> **TASK REQUIREMENTS**
Set down, word for word, the part of the "Darkest Hour" piece that begins at the words "This coming weekend, and" and stops after "Awards, March 4.".

> **SELECTED EXTRACT**

Segment Open

And don’t count on the government to rush to join you.
This coming weekend, and the next are gi-hugely (hyperbole – in this case meant to be taken literally – a combination of gigantic and huge) significant for two reasons.
The first concerns the 90th Academy Awards, March 4.
All too often the motion picture industry spotlights in the Oscars what New York Times guest columnist Adam Davidson described as “an absurd spectacle of remarkably successful people congratulating themselves for work that barely nudges at the borders of meaningful human achievement.”
This time however, despite all the glitz and glamour that accompanies the red carpet, this night, March 4, won’t be just another night at the movies.
Nominated for Best Picture is “Darkest Hour.”
“Faced with the momentous choice of continuing to fight or trying to parlay with Hitler,” Winston Churchill turned, of all places, not to his own colleagues in government most of whom were urging a peace treaty; who reacted coolly to his first speech upon appointment as Prime Minister “Blood, toil, tears and sweat”; some of whom were even urging a vote of no confidence.
Churchill listened not to those in the highest places of government but to those in the lowest of places, the people in the London Underground.
Though debatable that this key scene in the movie actually happened, something like it might well have, according to “Darkest Hour” screenwriter Anthony McCarten whose research revealed Churchill would often, during the war, “go AWOL, disappear and pop up somewhere in London with ordinary people, to find out what they were thinking.”
“With the fall of France imminent and the possibility of a German invasion of Britain looming,” Churchill knowing “his decision will affect the entire free world,” he sought out ordinary Londoners to ascertain their will.
Did they want to continue the fight?
Their answer?
“‘The little ships of Dunkirk,’ a flotilla of hundreds of merchant marine boats, fishing boats, pleasure craft, yachts and lifeboats” set sail across the English Channel and were instrumental in rescuing 338,226 Allied soldiers from the beaches of Dunkirk where they had been trapped by German forces.

Segment Closed

> **SUPPLIED INFORMATION**
Segment Open

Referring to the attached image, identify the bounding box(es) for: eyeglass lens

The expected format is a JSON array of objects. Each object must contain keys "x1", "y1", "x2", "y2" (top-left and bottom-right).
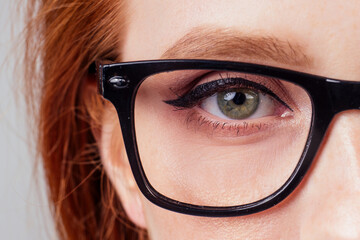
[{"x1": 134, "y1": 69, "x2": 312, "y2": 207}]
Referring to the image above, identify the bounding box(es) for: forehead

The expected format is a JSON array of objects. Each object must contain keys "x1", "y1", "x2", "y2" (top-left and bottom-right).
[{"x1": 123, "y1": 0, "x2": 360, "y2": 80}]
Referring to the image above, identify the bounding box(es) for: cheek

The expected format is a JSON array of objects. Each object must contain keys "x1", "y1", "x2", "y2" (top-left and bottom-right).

Segment Closed
Segment Open

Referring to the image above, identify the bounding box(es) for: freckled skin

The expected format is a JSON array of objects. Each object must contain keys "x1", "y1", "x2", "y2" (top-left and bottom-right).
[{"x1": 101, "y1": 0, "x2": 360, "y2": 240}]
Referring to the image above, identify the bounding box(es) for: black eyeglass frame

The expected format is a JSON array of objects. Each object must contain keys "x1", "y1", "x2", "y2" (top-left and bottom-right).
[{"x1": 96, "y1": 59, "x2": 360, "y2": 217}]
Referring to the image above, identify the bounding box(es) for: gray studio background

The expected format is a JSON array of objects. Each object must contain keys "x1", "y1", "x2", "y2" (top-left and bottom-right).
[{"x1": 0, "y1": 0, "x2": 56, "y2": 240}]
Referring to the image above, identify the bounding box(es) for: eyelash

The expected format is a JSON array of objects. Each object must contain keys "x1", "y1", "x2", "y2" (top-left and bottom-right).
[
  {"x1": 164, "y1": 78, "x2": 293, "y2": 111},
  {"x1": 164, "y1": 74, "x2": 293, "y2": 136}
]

Segment Closed
Segment Open

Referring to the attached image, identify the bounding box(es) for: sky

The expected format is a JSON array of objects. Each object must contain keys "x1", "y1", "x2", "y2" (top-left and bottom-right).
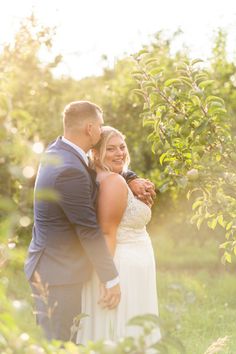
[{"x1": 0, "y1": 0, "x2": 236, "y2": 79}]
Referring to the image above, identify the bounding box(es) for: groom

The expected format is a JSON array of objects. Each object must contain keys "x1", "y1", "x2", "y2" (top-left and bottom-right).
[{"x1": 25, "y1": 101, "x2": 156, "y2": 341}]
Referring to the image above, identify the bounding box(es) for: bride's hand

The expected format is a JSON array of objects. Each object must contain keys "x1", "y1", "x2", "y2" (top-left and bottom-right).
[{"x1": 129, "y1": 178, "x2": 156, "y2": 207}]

Segment Closed

> **REPLY TO THE EXERCISE**
This coming weekend, and the next are gi-hugely (hyperbole – in this case meant to be taken literally – a combination of gigantic and huge) significant for two reasons.
The first concerns the 90th Academy Awards, March 4.